### Data records
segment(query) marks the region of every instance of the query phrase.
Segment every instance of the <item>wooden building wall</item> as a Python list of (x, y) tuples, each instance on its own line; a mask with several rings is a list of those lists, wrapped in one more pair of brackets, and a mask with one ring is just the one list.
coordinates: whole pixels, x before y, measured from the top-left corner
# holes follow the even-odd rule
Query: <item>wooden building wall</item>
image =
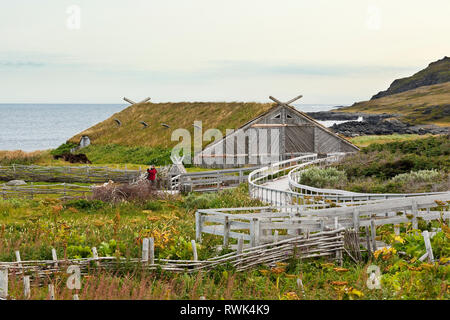
[[(241, 137), (240, 144), (237, 143), (238, 135)], [(262, 144), (264, 135), (267, 137), (267, 143)], [(245, 136), (245, 139), (242, 139), (242, 136)], [(233, 141), (234, 147), (231, 148)], [(227, 168), (268, 164), (303, 153), (358, 150), (356, 146), (301, 112), (290, 107), (278, 106), (248, 122), (221, 141), (210, 144), (195, 156), (194, 161), (197, 164), (201, 161), (205, 167)]]

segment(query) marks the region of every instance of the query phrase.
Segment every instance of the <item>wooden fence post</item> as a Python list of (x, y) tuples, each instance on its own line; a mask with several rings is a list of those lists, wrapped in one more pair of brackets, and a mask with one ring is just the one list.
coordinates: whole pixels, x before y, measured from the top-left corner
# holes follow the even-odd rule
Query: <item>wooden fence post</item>
[(142, 262), (144, 262), (145, 264), (148, 263), (148, 244), (148, 238), (142, 239)]
[(20, 251), (19, 251), (19, 250), (16, 250), (16, 251), (15, 251), (15, 254), (16, 254), (16, 261), (19, 262), (19, 263), (17, 264), (17, 266), (18, 266), (19, 268), (22, 269), (22, 273), (23, 273), (22, 264), (20, 263), (20, 262), (22, 261), (22, 259), (20, 258)]
[(100, 261), (98, 261), (98, 252), (97, 252), (97, 248), (96, 247), (92, 247), (92, 256), (95, 259), (95, 265), (96, 266), (100, 266)]
[(155, 239), (153, 237), (149, 239), (149, 246), (150, 264), (155, 264)]
[(53, 259), (53, 261), (55, 261), (53, 266), (55, 268), (58, 268), (58, 256), (56, 255), (56, 249), (55, 248), (52, 248), (52, 259)]
[(400, 226), (398, 224), (394, 225), (394, 233), (397, 236), (400, 235)]
[(428, 260), (430, 262), (433, 262), (434, 255), (433, 255), (433, 248), (431, 247), (431, 242), (430, 242), (430, 234), (428, 233), (427, 230), (425, 230), (422, 232), (422, 236), (423, 236), (423, 240), (425, 242), (425, 249), (427, 249)]
[(238, 238), (237, 254), (241, 254), (243, 249), (244, 249), (244, 238), (241, 236)]
[(48, 295), (50, 300), (55, 300), (55, 286), (53, 284), (48, 285)]
[(223, 222), (223, 247), (226, 248), (228, 246), (228, 241), (230, 238), (230, 220), (228, 216), (225, 216)]
[(195, 212), (195, 239), (202, 241), (202, 215), (198, 211)]
[(30, 276), (23, 277), (23, 296), (25, 297), (25, 299), (30, 299)]
[(359, 210), (357, 208), (353, 209), (353, 228), (359, 232)]
[(413, 215), (412, 227), (413, 227), (413, 229), (418, 229), (419, 228), (419, 223), (417, 221), (418, 209), (417, 209), (417, 201), (416, 201), (416, 199), (412, 199), (411, 200), (411, 213)]
[(191, 246), (192, 246), (192, 253), (194, 255), (194, 261), (198, 261), (197, 246), (195, 245), (195, 240), (191, 240)]
[(370, 245), (370, 231), (369, 231), (369, 226), (365, 227), (366, 229), (366, 244), (367, 244), (367, 252), (373, 252), (371, 249), (371, 245)]
[(370, 231), (372, 234), (372, 250), (375, 252), (378, 250), (377, 240), (375, 237), (377, 236), (377, 226), (375, 225), (375, 220), (370, 220)]
[(278, 230), (273, 233), (273, 242), (278, 242)]
[(8, 298), (8, 269), (0, 269), (0, 299)]
[(250, 247), (256, 246), (256, 218), (250, 220)]

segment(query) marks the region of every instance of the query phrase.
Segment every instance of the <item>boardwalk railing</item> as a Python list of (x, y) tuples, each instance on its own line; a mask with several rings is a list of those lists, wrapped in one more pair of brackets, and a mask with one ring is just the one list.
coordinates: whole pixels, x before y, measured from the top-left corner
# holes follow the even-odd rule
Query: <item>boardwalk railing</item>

### Exercise goal
Write out, word for word, the line containing "Segment every instance of the <item>boardwalk" and every line after it to the end of the data above.

### Exercise response
Segment every instance of the <item>boardwalk railing</item> as a Python list of (x, y) tuples, each instance on its own line; a mask with several rings is a list of those lists, wrapped in one more pair of brackets, and a mask with one ring is just the one list.
coordinates: whole pixels, x before y, measured from the top-left corner
# holes follow the even-odd rule
Query: <item>boardwalk railing</item>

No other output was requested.